Description of the task: What is needed is a faithful copy of all the entries, with no pictures in it.

Given data:
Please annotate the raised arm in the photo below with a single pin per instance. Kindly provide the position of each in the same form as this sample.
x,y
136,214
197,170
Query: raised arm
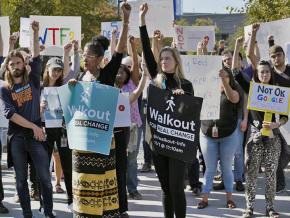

Result of this exercise:
Please annotate the raised arm in the photo below with a single pin per instance. Kindly provide the position of each in the same form as this sample.
x,y
136,214
197,170
Query: raised arm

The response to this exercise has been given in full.